_Excerpt to read_.

This year’s theme, “Becoming a Sacred Flame: Francis, Clare and John’s Gospel,” will highlight three key figures for Franciscans: Francis, founder of the Franciscan Order; Clare, who, along with Francis, founded the women’s Order of St. Clare; and John, author of the fourth Gospel, which emphasizes Christian love, a cornerstone of the Franciscan life.
To be honored, a religious community’s leadership team must nominate a member and explain how a member fulfills the criteria, which are:
• Spark enthusiasm for the charism.
• Allow their ministry to be a light to the world.
• Exemplify a passion that ignites others for a cause or ministry.
• Embody the spirit of their congregation’s founder.
• Live the love expressed in the Gospel of John.
• Live as “word made flesh,” empowering others to become more.
• Exhibit a passionate love of life and people.

_Assignment 1_.
Answer these questions using the passage about the Sacred Flame theme:
(a) Who, along with Francis, founded the women's Order of St. Clare?
(b) Who must nominate a member for the honor?
(c) The love expressed in which Gospel should a nominee live?
_Assignment 2_. Please carry on the passage about the Sacred Flame theme, starting after its final line.
The material that comes after this was gathered from a separate source.

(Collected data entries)
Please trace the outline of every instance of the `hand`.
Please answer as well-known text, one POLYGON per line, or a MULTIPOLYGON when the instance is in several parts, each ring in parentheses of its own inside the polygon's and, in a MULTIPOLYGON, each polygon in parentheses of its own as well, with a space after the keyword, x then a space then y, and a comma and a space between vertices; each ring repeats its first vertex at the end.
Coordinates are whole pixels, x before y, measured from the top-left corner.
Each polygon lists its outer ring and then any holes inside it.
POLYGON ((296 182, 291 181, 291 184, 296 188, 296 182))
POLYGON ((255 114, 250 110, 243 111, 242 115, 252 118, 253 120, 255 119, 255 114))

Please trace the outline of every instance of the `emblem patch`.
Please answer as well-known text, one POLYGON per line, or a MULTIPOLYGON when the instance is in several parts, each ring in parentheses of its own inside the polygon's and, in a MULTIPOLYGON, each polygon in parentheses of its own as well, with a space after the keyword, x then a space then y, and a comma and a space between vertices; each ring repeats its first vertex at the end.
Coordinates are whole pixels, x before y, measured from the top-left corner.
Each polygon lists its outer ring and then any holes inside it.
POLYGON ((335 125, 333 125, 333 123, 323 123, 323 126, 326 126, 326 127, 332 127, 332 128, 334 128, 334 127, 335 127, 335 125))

_Response area 1_.
(a) Clare
(b) The religious community's leadership team
(c) The Gospel of John

_Response area 2_.
“Sr. Marilyn was chosen because of her enthusiastic response to whatever ministry is asked of her,” said Sr. Donna Koch, community president. “She has a love of Francis and Clare and her enthusiasm shines through in her leadership with our lay associates. Her passionate love of life and people is exemplified in her role as chaplain at St. Vincent Hospital and her commitment to the Gospel empowers others to grow to their full potential.”
For Sr. Marilyn, being a sacred flame involves the ongoing development of one’s self to receive Christ before inviting others to believe.
“I need to be nurtured and enlightened,” said Sr. Marilyn. “I have to be convinced myself first before convincing others. But it doesn’t begin with one and end with the other; it’s a back and forth.”
She experienced this “back and forth” during her three decades as a Catholic educator and now as a hospital chaplain and director of her religious community’s associates (lay men and women who join the Sisters in prayer and ministry).
“In the humdrum of everyday life we don’t always see the difference we make,” said Sr. Marilyn. “But, whenever I meet a former student, my heart races. They might talk about a significant moment in the classroom or a fond memory from school. Or I might see someone in the elevator (at the hospital) and they will say, ‘Do you remember my mom? She was a patient here four years ago, and you were with our family when she was dying. Your presence made a difference.’ All of that happens and you don’t know it.”